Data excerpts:
_ _ _

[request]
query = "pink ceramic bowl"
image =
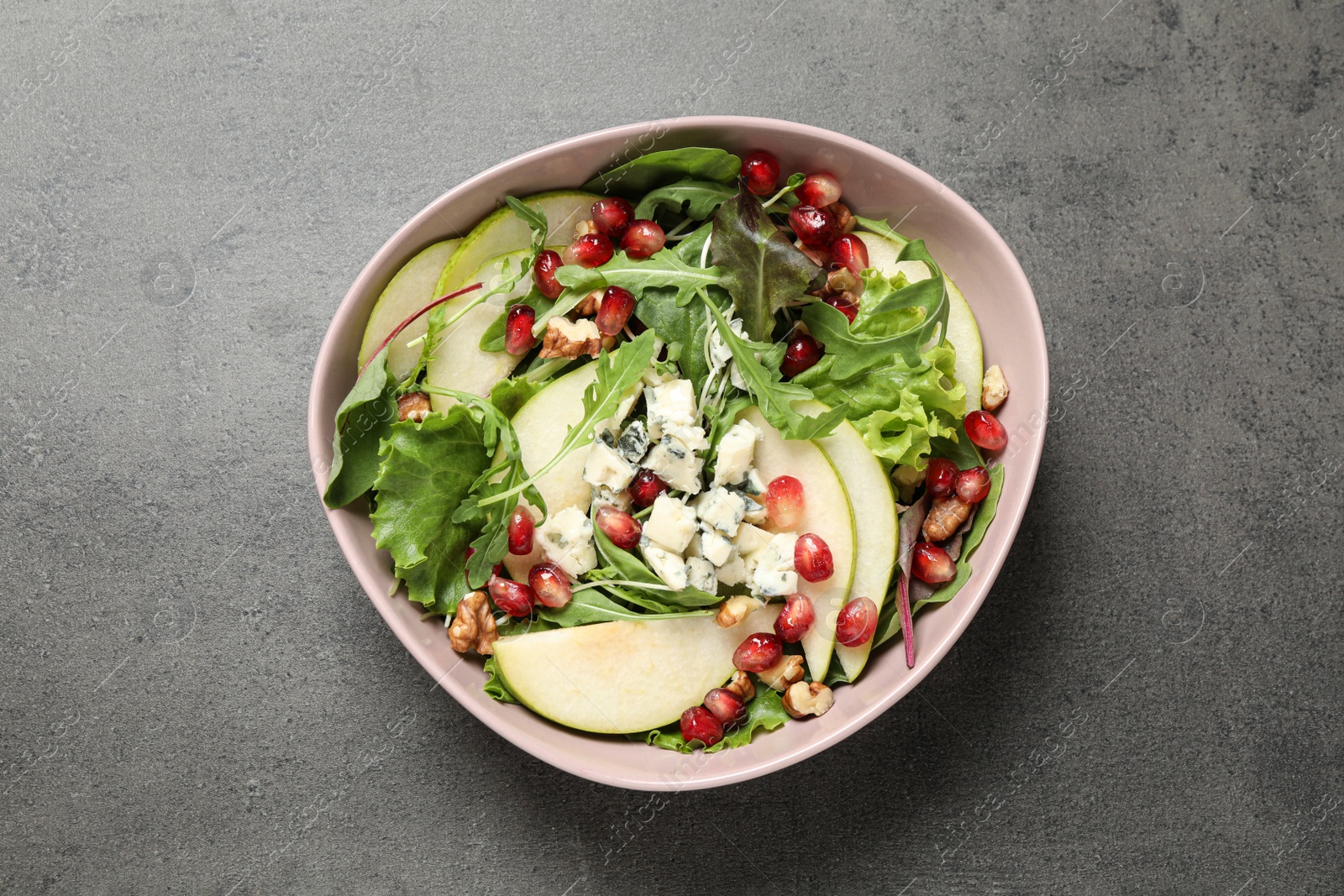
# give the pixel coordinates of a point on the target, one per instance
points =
(877, 184)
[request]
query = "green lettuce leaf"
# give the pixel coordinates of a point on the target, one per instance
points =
(362, 421)
(428, 470)
(656, 170)
(765, 712)
(694, 197)
(761, 269)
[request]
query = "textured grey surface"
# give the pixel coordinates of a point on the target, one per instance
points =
(197, 696)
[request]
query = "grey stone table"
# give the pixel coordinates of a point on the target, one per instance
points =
(197, 696)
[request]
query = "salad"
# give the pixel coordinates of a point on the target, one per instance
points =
(675, 452)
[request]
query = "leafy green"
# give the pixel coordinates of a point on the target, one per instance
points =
(628, 567)
(362, 421)
(889, 624)
(763, 270)
(428, 469)
(698, 199)
(616, 372)
(765, 712)
(669, 165)
(495, 685)
(879, 336)
(772, 394)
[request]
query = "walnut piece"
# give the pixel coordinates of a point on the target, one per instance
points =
(784, 673)
(995, 391)
(570, 338)
(413, 406)
(741, 685)
(806, 699)
(734, 610)
(944, 517)
(474, 626)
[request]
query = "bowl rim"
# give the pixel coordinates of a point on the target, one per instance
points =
(991, 558)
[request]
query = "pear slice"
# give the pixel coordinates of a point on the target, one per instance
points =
(874, 508)
(826, 513)
(409, 291)
(622, 678)
(503, 231)
(961, 322)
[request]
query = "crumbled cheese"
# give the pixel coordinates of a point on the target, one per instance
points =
(568, 540)
(676, 465)
(671, 405)
(633, 443)
(671, 524)
(722, 510)
(701, 575)
(714, 546)
(665, 564)
(606, 469)
(736, 452)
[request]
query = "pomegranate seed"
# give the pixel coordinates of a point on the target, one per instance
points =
(761, 170)
(784, 501)
(857, 622)
(727, 707)
(616, 309)
(850, 251)
(985, 430)
(543, 273)
(803, 352)
(589, 250)
(819, 190)
(940, 477)
(618, 526)
(521, 528)
(796, 618)
(813, 226)
(643, 239)
(517, 329)
(699, 725)
(759, 652)
(499, 567)
(511, 597)
(842, 305)
(612, 217)
(647, 488)
(932, 564)
(812, 558)
(550, 584)
(972, 485)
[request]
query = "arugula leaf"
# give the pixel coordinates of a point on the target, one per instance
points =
(428, 469)
(616, 372)
(763, 270)
(632, 570)
(764, 382)
(889, 622)
(699, 199)
(362, 421)
(765, 712)
(655, 170)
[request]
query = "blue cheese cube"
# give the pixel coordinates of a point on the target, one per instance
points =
(714, 546)
(633, 443)
(773, 574)
(566, 539)
(671, 405)
(722, 510)
(699, 574)
(737, 449)
(665, 564)
(671, 524)
(605, 468)
(676, 465)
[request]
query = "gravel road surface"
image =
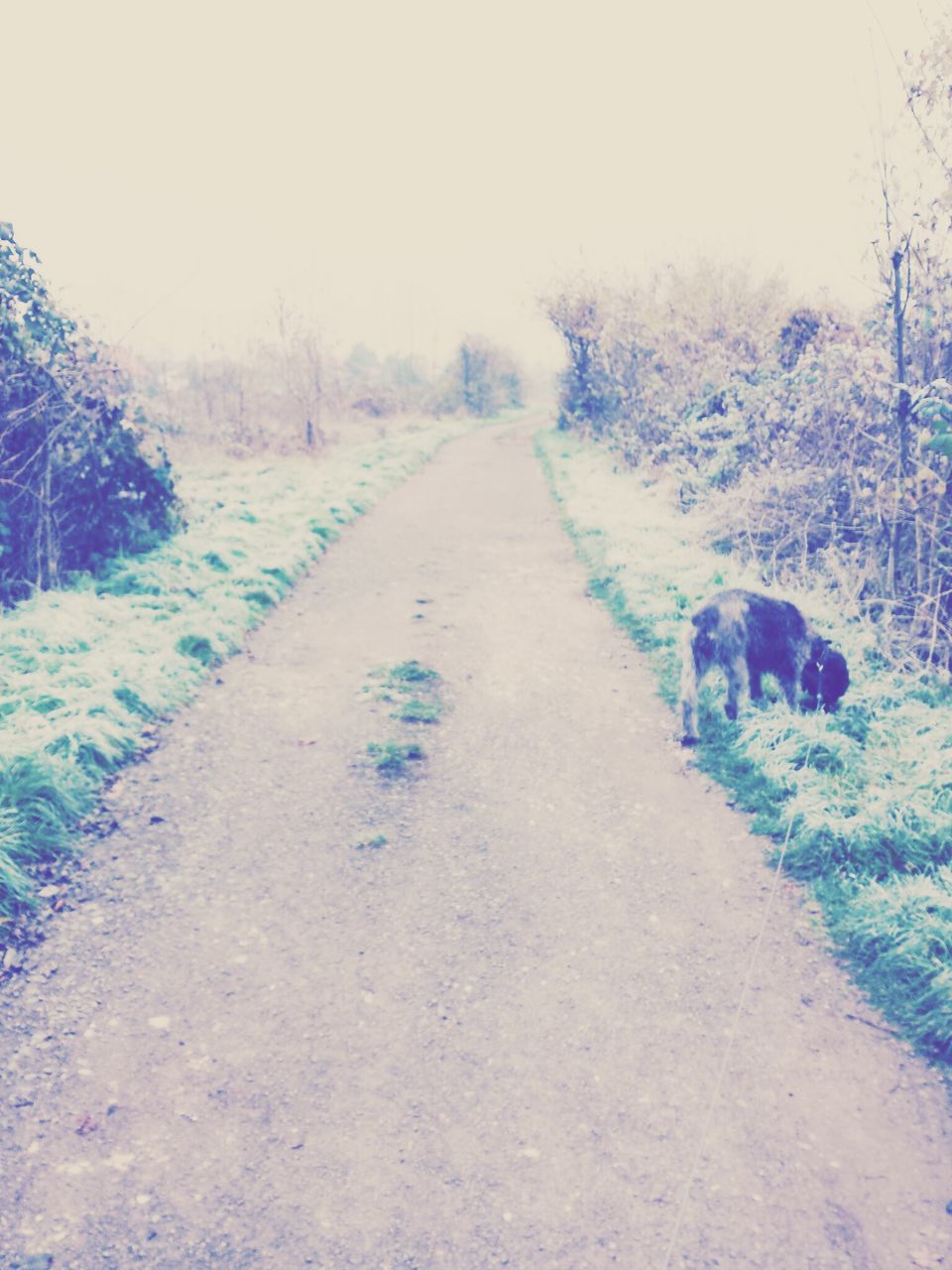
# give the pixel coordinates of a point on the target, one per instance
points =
(266, 1038)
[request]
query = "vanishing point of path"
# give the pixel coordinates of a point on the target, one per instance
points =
(264, 1042)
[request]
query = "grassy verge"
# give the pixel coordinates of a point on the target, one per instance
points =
(869, 790)
(84, 671)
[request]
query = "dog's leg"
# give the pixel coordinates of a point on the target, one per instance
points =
(738, 684)
(689, 677)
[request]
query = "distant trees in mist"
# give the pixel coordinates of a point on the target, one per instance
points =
(290, 391)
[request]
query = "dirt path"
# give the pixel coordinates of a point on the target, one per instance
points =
(489, 1042)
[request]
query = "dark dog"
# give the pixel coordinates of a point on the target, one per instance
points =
(749, 635)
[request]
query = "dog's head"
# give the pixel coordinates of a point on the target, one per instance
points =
(825, 677)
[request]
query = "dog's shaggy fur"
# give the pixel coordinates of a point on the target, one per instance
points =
(748, 635)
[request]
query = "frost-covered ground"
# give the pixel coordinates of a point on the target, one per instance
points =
(864, 797)
(84, 671)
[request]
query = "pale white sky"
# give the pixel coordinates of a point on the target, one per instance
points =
(411, 171)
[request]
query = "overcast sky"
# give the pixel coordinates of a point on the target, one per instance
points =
(405, 171)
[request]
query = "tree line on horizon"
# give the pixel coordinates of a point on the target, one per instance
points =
(85, 431)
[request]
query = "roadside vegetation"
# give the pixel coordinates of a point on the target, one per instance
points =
(717, 432)
(866, 793)
(84, 671)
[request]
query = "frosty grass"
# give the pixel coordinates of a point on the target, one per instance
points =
(869, 790)
(82, 671)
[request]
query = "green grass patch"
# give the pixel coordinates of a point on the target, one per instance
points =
(866, 793)
(375, 843)
(419, 711)
(391, 757)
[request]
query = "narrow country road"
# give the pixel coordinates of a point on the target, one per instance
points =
(268, 1039)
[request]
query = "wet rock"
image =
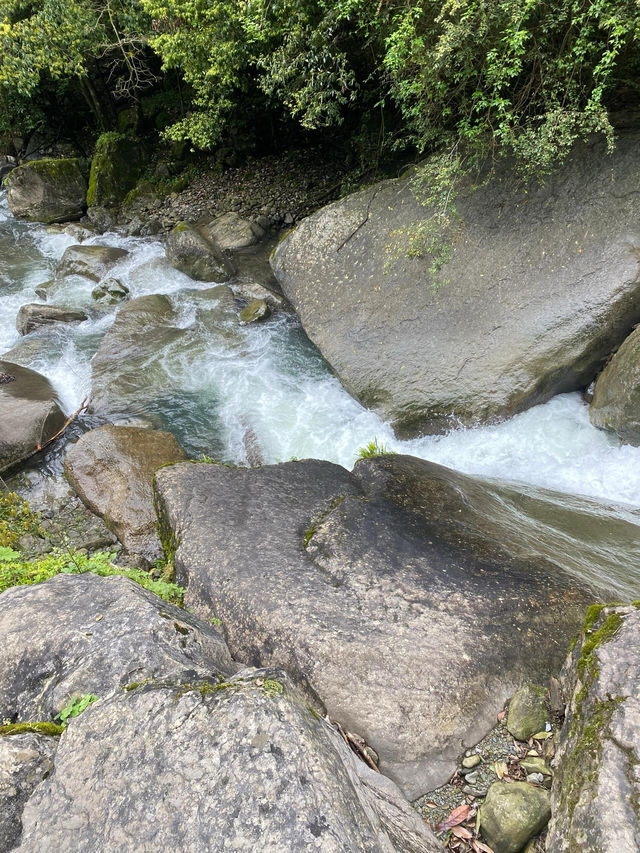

_ _ _

What is needed >> Above are the records; copy every one of them exactly and omit the images.

Completed task >>
[request]
query = "pink ceramic bowl"
image =
# give the pixel coordinates of a point on the target, one per instance
points =
(877, 184)
[request]
query = "green lettuce leaf"
# give the pixel coordinates of a point on the target, one per instance
points =
(362, 421)
(428, 470)
(656, 170)
(765, 712)
(694, 197)
(761, 269)
[request]
query = "textured grey surface"
# give the pixel coordinates of a point on the target, one per instance
points =
(197, 696)
[request]
query = "grey stone table"
# give the pixel coordinates of a point on the target, one per instance
points =
(197, 696)
[request]
query = "salad"
# give the pixel coordinates of a point on the target, one per instance
points =
(675, 452)
[request]
query = "leafy green"
# give the pixel coordinates of a point on the target, one per instance
points =
(628, 567)
(362, 421)
(889, 624)
(763, 270)
(428, 469)
(698, 199)
(616, 372)
(765, 712)
(669, 165)
(495, 685)
(879, 336)
(772, 394)
[request]
query = "walnut piece"
# give the pixel coordinates of a point on the target, one per instance
points =
(784, 673)
(995, 391)
(570, 338)
(413, 406)
(741, 685)
(806, 699)
(734, 610)
(944, 517)
(474, 626)
[request]
query = "bowl rim"
# give the pixel coordinates of a point on the target, one per instance
points =
(991, 558)
[request]
query = "pear slice"
# give the pixel coordinates of a point on the target, one per instance
points =
(874, 508)
(826, 513)
(409, 291)
(622, 678)
(503, 231)
(961, 322)
[request]
query = "crumbled cheese"
# give the pixel coordinates of a point on the target, one per instance
points =
(568, 540)
(676, 465)
(671, 405)
(633, 443)
(671, 524)
(722, 510)
(701, 575)
(714, 546)
(665, 564)
(606, 469)
(736, 452)
[request]
query = "pomegranate seed"
# give the pixel coordinates of a point on the target, one per instance
points =
(761, 170)
(784, 501)
(857, 622)
(727, 707)
(616, 309)
(850, 251)
(985, 430)
(543, 273)
(803, 352)
(589, 250)
(819, 190)
(940, 477)
(618, 526)
(521, 528)
(796, 618)
(813, 226)
(643, 239)
(517, 329)
(699, 725)
(759, 652)
(499, 567)
(511, 597)
(842, 305)
(612, 217)
(647, 488)
(932, 564)
(812, 558)
(550, 584)
(972, 485)
[request]
query = "arugula leaf"
# give the pixel coordinates of a point on the target, one per instance
points =
(428, 469)
(616, 372)
(763, 270)
(632, 570)
(764, 382)
(889, 622)
(699, 199)
(362, 421)
(765, 712)
(655, 170)
[request]
query = "blue cheese cube"
# give the pixel coordinates of a point on the target, one per instance
points =
(714, 546)
(633, 443)
(773, 574)
(566, 539)
(671, 405)
(722, 510)
(699, 574)
(737, 449)
(665, 564)
(671, 524)
(605, 468)
(676, 465)
[request]
query = "gravel road surface"
image =
# give the pixel coordinates of a point on the target, one per instance
points =
(266, 1038)
[request]
query = "vanishing point of path"
# give the pixel coordinates of a point on the target, one per instance
points =
(264, 1042)
[request]
query = "grassy verge"
# give the pixel coordinates of a point on the target, one per instance
points =
(869, 790)
(84, 671)
[request]
query = "dog's leg"
# give the pixel coordinates of a point on the target, one per instance
points =
(738, 684)
(689, 677)
[request]
query = "distant trees in mist"
# give the pixel coordinates of a point on the target, one per instance
points =
(290, 391)
[request]
query = "dirt path"
# give the pixel coordinates of a point on the target, one per instance
points =
(489, 1042)
[request]
query = "dark dog"
# give the pixel coordinates of a point on the target, one per instance
points =
(749, 635)
[request]
query = "dog's head"
# give the pixel coordinates of a point on the target, one per instance
points =
(825, 677)
[request]
query = "dog's shaggy fur"
# give the pixel coordinates of a point on the target, one per instance
points =
(748, 635)
[request]
query = "frost-covered ground"
# give the pixel coordinates of a point on the target, one per instance
points =
(864, 797)
(84, 671)
[request]
query = "pale white sky"
# give the pixel coordinates of a point on the target, one per instance
points =
(411, 171)
[request]
query = "overcast sky"
# give the pixel coordinates of a point on the target, one per instance
points =
(405, 171)
[request]
query = "tree line on horizon"
# give the pixel coordinates of a point on the target, one per instance
points =
(85, 431)
[request]
query = "roadside vegetation"
# give the pixel coordinates of a point on the target, one per instance
points =
(717, 432)
(866, 793)
(84, 671)
[request]
query = "frosty grass"
# give the pixel coordinates of a point on the target, one per instance
points =
(869, 790)
(82, 671)
[request]
query = "green grass patch"
# give the pixel coordinates of a point on the target, one per instance
points =
(866, 793)
(375, 843)
(419, 711)
(391, 757)
[request]
query = "narrow country road"
# give the pixel coordinates of a point on the target, one per instance
points =
(268, 1039)
[request]
query = "wet rock"
image =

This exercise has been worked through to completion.